Uygulanacak talimatlar —
Haydar Aliyev üzerine yazıda Aliyev'in Azerbaycanlılık ideolojisini tanımlarken saydığı gelenek türlerini eksiksiz sıralayın.

DR.AKKAN SUVER

DR.AKKAN SUVER

GAZETECİ/YAZAR

Haydar Aliyev Yaşıyor

Bakü’ye her geldiğimde, şehri biraz daha gelişmiş, biraz daha çekici buluyorum. Geçen haftayı büyük bir gelişme ve ilerleme içinde olan Azerbaycan’ın Bakü şehrinde geçirdim. “II. Bakü Humanitarian Forumu” münasebetiyle Bakü’deydim. Bu forum beni onbir yıl öncesine götürdü.

Merhum Cumhurbaşkanı Haydar Aliyev 9 Kasım 2001 günü tertiplenen Dünya Azerbaycanlılar Birinci Kurultayı’nda aynen şunları söylüyordu: “Bağımsız Azerbaycan Devletinin esas ülküsü, Azerbaycanlılıktır. Her bir Azerbaycanlı milli kimliğiyle şeref duymalıdır ve bizim Azerbaycancılığı, Azerbaycan’ın dilini, kültürünü, milli - manevi değerlerini, âdet ve geleneklerini yaşatmamız gerekiyor.”

Gene Haydar Aliyev o gün; “Azerbaycanlılık ideolojisi, Azerbaycan milletinin tarihi, manevi ve kültürel geleneklerinin terkibidir” demişti.

Daha sonra felsefi görüşlerini bir kitapta toplayan Ramiz Mehdiyev ise bu düşünceyi bir felsefe halinde ortaya koyuyor ve kitabında şu değerlendirmeyi yapıyordu: “Her şey, Azerbaycan’ı gelişmeye götürecek doğru yolu bulmamızla ilgilidir.”

Gösterilen bilgiler —
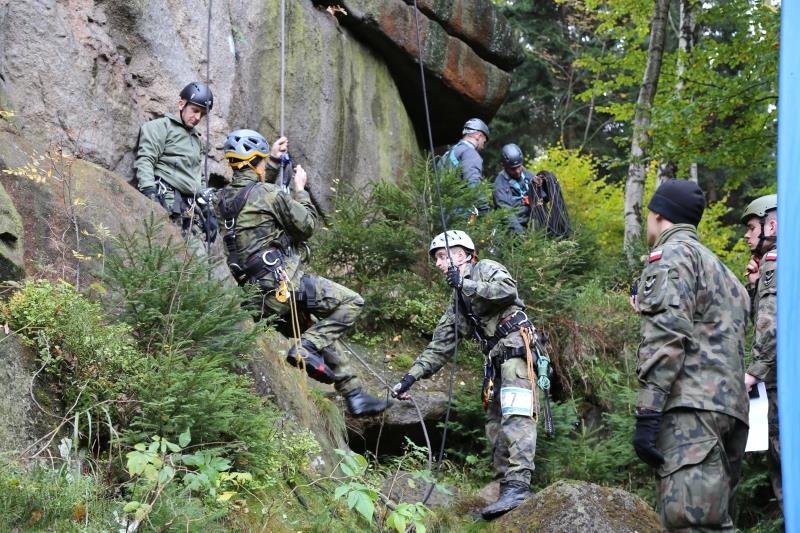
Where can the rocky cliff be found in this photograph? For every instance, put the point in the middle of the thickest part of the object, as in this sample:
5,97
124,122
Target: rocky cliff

Görev sonucu —
- tarihi gelenekler
- manevi gelenekler
- kültürel gelenekler